### Objectifs
#1 Recopiez le passage du texte sur l'image et l'écriture qui commence par « Une de mes nouvelles, publiée » et va jusqu'à « une caméra inexistante. ».
#2 Selon le texte sur l'image et l'écriture, dans quel magazine la nouvelle « Images de femmes » a-t-elle paru ?

### Passage choisi
########################################
Littérature
Texte : Lo Kwai-cheung

Sur l'Image, par rapport à l'Ecriture

Une de mes nouvelles, publiée dans les années 80 dans le magazine « Littérature de Hong Kong », s'intitule « Images de femmes » et narre l'histoire d'une femme (ou plutôt de trois femmes, aux noms de  C , Si et Shi). Pour être exact, il s'agit d'une seule et même femme, projetée en trois images, et de ce qui lui est arrivé respectivement à Hong Kong, à Taiwan et en Chine continentale. Il n'y a pas vraiment à chercher d'intrigue précise, seuls des fragments de tableaux sont mis bout à bout, accompagnés d'un "je" narratif invisible dans les trois cas, correspondant à l'angle de vue d'un narrateur caché, ou une caméra inexistante.

La scène de C se déroule à Hong Kong, et a trait aux relations triangulaires, ambiguës entre deux hommes et une femme (en réalité dans les trois petites histoires se profilent des relations triangulaires --- j'étais amoureux à l'époque, donc particulièrement sensible à ce type de relations, si ce n'est même un peu trop sensible). J'ai utilisé à dessein le style des natures mortes comme dans les peintures à huile, pour décrire le physique et les expressions de  C, ainsi que son chez-elle. J'ai aussi eu recours aux albums de photos pour faire apparaître la liaison passée de C avec un autre homme, depuis le début où ils se tenaient à distance l'un de l'autre dans des photos de groupe, jusqu'à ce qu'ils se rapprochent de plus en plus, au fil du temps. J'ai également cherché à refléter l'évolution historique de la société de Hong Kong, à travers les changements de coiffure et de tenues sur les photos de ces femmes.
########################################
Lignes issues d'une collecte de données

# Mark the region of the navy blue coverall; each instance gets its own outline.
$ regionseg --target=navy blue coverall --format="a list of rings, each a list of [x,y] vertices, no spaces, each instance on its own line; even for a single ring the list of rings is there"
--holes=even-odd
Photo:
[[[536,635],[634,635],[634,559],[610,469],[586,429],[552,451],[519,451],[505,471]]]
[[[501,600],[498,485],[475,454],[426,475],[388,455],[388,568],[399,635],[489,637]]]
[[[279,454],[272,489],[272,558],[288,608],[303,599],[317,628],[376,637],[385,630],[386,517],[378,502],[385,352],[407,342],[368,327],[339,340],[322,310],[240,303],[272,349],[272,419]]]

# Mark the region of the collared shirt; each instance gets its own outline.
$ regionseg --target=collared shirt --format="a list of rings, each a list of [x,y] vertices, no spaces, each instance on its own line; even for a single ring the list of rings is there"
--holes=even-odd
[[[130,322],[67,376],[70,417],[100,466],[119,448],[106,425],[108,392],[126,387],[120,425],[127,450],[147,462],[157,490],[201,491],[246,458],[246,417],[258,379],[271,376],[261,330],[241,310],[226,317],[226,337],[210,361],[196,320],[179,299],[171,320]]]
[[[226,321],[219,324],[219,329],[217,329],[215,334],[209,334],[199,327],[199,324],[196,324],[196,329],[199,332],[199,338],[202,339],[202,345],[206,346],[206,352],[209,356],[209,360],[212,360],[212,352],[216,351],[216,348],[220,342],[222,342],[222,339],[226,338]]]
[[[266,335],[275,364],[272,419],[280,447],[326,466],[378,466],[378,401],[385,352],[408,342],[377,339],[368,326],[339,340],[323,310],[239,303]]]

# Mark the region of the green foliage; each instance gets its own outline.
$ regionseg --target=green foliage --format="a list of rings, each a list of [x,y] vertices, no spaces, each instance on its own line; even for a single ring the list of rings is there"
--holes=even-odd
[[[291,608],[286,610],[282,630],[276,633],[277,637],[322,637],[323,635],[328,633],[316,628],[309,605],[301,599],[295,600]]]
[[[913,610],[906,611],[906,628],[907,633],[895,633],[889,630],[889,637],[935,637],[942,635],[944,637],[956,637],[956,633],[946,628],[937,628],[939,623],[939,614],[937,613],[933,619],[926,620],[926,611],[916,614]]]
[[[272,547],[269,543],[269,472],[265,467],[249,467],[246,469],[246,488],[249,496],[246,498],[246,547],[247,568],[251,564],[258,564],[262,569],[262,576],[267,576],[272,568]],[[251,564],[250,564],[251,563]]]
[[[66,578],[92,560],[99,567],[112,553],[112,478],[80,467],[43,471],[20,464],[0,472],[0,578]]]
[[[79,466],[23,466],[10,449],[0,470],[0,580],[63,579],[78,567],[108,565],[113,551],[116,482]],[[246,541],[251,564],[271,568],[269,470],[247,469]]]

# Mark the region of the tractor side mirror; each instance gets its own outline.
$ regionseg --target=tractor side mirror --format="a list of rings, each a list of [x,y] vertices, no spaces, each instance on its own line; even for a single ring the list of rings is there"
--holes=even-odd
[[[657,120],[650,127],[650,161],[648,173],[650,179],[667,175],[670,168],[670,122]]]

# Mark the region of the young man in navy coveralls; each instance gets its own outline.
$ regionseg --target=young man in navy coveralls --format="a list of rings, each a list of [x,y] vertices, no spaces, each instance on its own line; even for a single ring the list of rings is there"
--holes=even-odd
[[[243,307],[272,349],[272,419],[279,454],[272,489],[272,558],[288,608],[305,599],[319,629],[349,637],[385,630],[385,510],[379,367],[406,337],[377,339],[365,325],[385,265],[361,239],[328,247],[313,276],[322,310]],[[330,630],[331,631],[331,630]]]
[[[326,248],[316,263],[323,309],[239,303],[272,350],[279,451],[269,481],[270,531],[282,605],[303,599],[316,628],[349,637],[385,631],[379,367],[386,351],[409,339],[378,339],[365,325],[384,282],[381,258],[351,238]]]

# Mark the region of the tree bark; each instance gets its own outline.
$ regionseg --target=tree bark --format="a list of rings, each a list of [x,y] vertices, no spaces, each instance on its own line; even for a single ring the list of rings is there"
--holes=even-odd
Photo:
########################################
### Réponses ci-dessous
#1
Une de mes nouvelles, publiée dans les années 80 dans le magazine « Littérature de Hong Kong », s'intitule « Images de femmes » et narre l'histoire d'une femme (ou plutôt de trois femmes, aux noms de  C , Si et Shi). Pour être exact, il s'agit d'une seule et même femme, projetée en trois images, et de ce qui lui est arrivé respectivement à Hong Kong, à Taiwan et en Chine continentale. Il n'y a pas vraiment à chercher d'intrigue précise, seuls des fragments de tableaux sont mis bout à bout, accompagnés d'un "je" narratif invisible dans les trois cas, correspondant à l'angle de vue d'un narrateur caché, ou une caméra inexistante.

#2 Dans le magazine « Littérature de Hong Kong ».